* **Given request A**
Reproduce the passage of the short sales article that begins at the words "The practice, which" and ends after the words "not a short sale.".
* **Given request B**
In the short sales article, what price did the O'Day family pay for their home in Chicago's Beverly neighborhood?

* **Reading passage**

Thursday, September 24, 2009

Housing: Short sales spread across real estate market, leaving frustration in their wake

Offers may roll in, but banks often slow to respond, prompting buyers to walk away

A few years ago, few people in the housing market had ever heard of a short sale.

Mention the term today and people, whether they are homeowners or real estate agents, just roll their eyes.

The practice, which involves selling a property for less than the amount owed on the mortgage, has grown in popularity as an exit strategy for financially strapped homeowners because it doesn't ding a credit report as deeply as a foreclosure. But because the transactions have to be approved by first and second lien holders, they are languishing. Some real estate agents try to steer clear of them entirely and even specify in their listings that a property is not a short sale.

The Obama administration is aware of the frustrations. In mid-May, Treasury Secretary Tim Geithner announced plans to streamline the process by offering financial incentives to mortgage servicers and investors that accept short sales, much in the same way that they are rewarded for refinancing or modifying troubled mortgages.

Four months later, homeowners, real estate agents and lenders are still waiting for specific details of how the plan would work. A Treasury Department spokeswoman said an update on the program is expected in a few weeks.

Meanwhile, homeowners like Dallas O'Day are in limbo.

O'Day, a Chicago attorney, and his family relocated from California in June 2004 and bought a Mediterranean-style home in Chicago's Beverly neighborhood for $395,000. They rewired the house, stripped and refinished the wood floors and the woodwork and did other work to restore its charm.

Last year, personal circumstances prompted them to list the home for sale just as the housing industry's meltdown was picking up steam. With no takers and no longer even expecting to break even on his investment, O'Day relisted the 2,700-square-foot home in January as a short sale.

[Items from a dataset]

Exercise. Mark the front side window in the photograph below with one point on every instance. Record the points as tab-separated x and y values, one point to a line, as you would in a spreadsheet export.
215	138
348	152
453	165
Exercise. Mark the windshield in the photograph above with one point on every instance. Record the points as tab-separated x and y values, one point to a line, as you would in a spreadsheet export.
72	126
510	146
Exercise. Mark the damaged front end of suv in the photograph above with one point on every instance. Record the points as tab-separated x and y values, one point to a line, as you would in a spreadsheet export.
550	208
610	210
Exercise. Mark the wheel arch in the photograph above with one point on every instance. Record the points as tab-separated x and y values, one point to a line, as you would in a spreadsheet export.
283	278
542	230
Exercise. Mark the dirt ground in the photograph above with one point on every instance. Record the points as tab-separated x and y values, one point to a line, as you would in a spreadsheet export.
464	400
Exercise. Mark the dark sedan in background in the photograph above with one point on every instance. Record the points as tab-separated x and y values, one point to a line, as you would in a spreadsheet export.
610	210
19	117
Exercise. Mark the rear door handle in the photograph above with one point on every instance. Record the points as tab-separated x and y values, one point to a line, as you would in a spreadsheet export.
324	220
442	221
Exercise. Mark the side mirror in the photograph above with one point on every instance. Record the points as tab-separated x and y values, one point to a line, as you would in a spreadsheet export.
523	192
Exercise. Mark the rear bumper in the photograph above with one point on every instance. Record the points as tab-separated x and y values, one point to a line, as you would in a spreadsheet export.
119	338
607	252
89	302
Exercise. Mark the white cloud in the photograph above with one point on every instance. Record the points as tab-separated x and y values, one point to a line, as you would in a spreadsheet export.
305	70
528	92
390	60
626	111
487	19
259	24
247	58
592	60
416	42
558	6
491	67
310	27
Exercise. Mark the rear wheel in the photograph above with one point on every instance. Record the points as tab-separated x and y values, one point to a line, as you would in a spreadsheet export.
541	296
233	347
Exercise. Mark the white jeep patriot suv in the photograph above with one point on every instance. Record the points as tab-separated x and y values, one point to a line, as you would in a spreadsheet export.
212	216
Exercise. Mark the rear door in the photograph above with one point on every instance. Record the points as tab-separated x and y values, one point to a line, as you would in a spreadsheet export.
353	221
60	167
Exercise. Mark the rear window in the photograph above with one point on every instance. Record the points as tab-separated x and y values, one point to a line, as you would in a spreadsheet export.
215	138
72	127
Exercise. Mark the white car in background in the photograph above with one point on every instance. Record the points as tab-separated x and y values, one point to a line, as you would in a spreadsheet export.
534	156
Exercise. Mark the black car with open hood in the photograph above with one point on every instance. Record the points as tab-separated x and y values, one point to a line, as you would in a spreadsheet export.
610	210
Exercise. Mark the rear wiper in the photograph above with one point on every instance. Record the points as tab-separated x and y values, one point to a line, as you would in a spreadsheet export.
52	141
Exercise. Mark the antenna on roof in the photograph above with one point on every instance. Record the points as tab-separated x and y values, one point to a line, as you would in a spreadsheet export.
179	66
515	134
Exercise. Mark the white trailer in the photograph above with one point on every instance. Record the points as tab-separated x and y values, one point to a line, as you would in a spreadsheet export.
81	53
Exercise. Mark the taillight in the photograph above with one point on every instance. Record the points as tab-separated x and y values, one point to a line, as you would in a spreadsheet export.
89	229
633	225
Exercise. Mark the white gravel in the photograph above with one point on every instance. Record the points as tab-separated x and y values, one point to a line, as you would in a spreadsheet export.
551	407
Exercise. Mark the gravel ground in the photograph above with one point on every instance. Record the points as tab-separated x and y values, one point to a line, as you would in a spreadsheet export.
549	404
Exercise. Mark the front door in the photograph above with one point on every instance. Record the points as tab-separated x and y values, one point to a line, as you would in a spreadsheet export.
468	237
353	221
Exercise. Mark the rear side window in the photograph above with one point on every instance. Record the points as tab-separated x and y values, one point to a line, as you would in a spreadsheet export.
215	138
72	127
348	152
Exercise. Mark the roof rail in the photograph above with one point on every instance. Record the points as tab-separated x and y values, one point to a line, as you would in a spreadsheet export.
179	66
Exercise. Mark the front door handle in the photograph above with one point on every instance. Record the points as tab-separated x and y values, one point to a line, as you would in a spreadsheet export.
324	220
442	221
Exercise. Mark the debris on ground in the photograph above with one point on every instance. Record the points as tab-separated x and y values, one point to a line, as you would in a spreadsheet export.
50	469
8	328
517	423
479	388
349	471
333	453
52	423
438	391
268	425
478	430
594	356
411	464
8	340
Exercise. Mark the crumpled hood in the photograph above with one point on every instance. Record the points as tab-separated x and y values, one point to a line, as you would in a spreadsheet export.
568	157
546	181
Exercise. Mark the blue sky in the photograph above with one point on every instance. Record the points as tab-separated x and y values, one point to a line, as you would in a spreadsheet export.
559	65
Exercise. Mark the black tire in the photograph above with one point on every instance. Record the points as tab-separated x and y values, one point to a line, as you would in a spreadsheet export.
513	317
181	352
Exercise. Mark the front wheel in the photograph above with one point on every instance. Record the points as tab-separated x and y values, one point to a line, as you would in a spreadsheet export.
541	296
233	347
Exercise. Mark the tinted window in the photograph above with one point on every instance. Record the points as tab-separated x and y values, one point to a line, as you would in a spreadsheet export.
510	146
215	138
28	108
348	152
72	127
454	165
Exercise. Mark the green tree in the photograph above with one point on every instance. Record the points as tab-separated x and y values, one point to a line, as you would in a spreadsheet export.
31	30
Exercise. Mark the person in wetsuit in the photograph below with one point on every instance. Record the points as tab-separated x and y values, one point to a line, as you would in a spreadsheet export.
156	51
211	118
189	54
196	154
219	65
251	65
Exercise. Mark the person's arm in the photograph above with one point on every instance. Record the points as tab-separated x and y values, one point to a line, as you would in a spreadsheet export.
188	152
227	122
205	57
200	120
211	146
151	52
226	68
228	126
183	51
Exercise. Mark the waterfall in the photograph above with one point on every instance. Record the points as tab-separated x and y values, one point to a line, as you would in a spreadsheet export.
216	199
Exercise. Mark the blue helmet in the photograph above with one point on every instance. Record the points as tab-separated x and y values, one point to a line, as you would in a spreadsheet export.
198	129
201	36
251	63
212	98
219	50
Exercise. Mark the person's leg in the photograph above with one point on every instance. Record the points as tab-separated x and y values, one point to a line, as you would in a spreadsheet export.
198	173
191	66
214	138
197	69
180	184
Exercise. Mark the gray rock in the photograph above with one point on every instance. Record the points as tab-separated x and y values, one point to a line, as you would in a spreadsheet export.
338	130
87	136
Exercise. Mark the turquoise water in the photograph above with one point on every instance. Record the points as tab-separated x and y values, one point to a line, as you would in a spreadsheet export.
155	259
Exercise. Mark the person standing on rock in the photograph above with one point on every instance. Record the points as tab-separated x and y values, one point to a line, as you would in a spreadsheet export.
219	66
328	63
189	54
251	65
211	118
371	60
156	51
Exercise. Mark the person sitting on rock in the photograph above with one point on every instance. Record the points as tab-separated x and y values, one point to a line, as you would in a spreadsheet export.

* **Right answer A**
The practice, which involves selling a property for less than the amount owed on the mortgage, has grown in popularity as an exit strategy for financially strapped homeowners because it doesn't ding a credit report as deeply as a foreclosure. But because the transactions have to be approved by first and second lien holders, they are languishing. Some real estate agents try to steer clear of them entirely and even specify in their listings that a property is not a short sale.

* **Right answer B**
$395,000